-- Begin Records supplied --

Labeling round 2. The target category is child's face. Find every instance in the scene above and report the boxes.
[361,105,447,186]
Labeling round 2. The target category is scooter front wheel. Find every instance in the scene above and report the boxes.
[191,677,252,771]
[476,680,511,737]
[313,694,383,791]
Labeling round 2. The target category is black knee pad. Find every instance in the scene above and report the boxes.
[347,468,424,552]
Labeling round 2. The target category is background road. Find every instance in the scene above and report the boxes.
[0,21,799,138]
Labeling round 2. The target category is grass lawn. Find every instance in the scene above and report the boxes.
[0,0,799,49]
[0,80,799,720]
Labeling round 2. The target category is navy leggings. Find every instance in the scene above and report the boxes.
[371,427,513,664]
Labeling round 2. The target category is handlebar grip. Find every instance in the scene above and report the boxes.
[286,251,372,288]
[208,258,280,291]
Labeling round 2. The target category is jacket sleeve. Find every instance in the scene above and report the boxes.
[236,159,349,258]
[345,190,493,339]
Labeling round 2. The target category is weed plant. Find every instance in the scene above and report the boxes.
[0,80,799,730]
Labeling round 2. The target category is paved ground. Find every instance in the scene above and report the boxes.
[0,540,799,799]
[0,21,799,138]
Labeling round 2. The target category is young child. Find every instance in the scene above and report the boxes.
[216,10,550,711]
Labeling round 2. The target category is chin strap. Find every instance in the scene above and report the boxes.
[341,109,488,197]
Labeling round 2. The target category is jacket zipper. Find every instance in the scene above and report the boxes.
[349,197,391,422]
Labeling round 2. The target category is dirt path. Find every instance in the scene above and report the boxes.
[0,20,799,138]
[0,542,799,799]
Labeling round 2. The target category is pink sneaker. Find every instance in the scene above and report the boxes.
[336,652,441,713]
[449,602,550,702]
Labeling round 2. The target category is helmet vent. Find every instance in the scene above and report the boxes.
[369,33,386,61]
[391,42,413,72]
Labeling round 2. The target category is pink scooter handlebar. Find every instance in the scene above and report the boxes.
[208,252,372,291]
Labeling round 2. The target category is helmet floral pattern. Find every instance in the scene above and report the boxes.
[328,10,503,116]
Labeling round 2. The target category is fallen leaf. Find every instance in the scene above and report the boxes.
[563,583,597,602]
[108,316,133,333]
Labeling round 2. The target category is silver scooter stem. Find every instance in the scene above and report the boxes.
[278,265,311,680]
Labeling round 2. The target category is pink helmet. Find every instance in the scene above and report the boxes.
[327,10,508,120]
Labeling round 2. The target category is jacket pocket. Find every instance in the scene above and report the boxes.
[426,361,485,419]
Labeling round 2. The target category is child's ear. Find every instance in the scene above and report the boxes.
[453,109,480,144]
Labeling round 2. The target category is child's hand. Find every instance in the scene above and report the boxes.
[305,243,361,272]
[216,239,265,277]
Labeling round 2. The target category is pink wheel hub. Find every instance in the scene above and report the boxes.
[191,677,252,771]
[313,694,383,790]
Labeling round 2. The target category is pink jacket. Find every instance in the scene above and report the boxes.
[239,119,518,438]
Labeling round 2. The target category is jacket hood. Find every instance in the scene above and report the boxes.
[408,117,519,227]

-- End Records supplied --

Please extract every line of the listing above and reproduce each one word for word.

Labeling round 2. The target category is child's face. Find every instance in the scene above and report the boxes.
[361,105,447,186]
Labeling round 2. The target category is scooter front wheel. Find every instance in the scene above and report the boxes.
[191,677,252,771]
[476,680,511,737]
[313,694,383,791]
Labeling round 2. The target category is black knee pad. Find every instance in the scene above and report the boxes.
[347,468,424,552]
Labeling round 2. The target category is background road. Find every instance in the scene above and report the boxes.
[0,21,799,138]
Labeling round 2. The target category is grass lawn. Find every instance in the scene above and report the boxes.
[0,0,799,49]
[0,80,799,720]
Labeling round 2. The target category is navy leggings. Find every instance in the scene above and report the boxes.
[371,427,513,664]
Labeling round 2. The target category is handlebar grip. Find every instance in the scene above and report the boxes.
[286,251,372,288]
[208,258,280,291]
Labeling round 2. The target category is jacket sleeve. Find every instance in the scene above and report the boxes.
[236,159,349,258]
[345,190,493,339]
Labeling round 2. The target category is weed plant. Find every instance in the scene above and report the boxes.
[0,80,799,730]
Labeling round 2. The target category is paved ground. Find every instance in the scene above and report the boxes.
[0,540,799,799]
[0,21,799,138]
Labeling round 2. The target category is young child. Find every instance in the scene above and report the boxes.
[216,10,550,711]
Labeling round 2. The target category is chin strap. Find every instance in the scene above and report the boxes.
[341,109,488,197]
Labeling round 2. The target category is jacket zipper. Find every instance in the scene above and report the boxes.
[349,197,391,422]
Labeling round 2. The target category is dirt path. Find every instance in the scene above and report the boxes.
[0,20,799,138]
[0,542,799,799]
Labeling round 2. The target category is pink sneaker. Find every instance in the scene above and report the boxes.
[336,652,441,713]
[449,602,550,702]
Labeling round 2. The target category is helmet vent. Find every instance in the scene above and report the boxes.
[369,33,386,61]
[391,42,413,72]
Labeling round 2. The target category is pink scooter handlebar. Find every instance in the scene above and report the boxes.
[208,252,372,291]
Labeling round 2. The target category is helmet floral pattern. Find every instance in the scene above and report the boxes.
[328,10,503,116]
Labeling round 2. The target category is fallen leaf. Find every instance in the scene above and report the boxes.
[563,583,597,602]
[108,316,133,333]
Labeling round 2. The target category is silver scooter stem. Find every instance in the scene above and report the boxes.
[278,265,311,680]
Labeling round 2. The target category is pink helmet. Find every instance in the scene above and report the boxes.
[327,10,508,120]
Labeling round 2. The target category is jacket pocket. Find every instance in the scene above and report the boxes.
[426,361,485,419]
Labeling round 2. The target category is child's ear. Find every instance in the scene above and report the boxes.
[453,109,480,144]
Labeling round 2. The target category is child's hand. Find every instance in the scene above and report the boxes.
[305,243,361,272]
[216,239,265,277]
Labeling round 2. The target category is pink wheel hub. Find every instance in the scene above and report the boxes.
[191,677,252,771]
[313,694,383,790]
Labeling round 2. The target category is pink jacket. Find every instance in the scene above and report the boxes.
[239,119,518,438]
Labeling round 2. The target category is jacket hood. Find every instance in the scene above and report the boxes.
[408,117,519,227]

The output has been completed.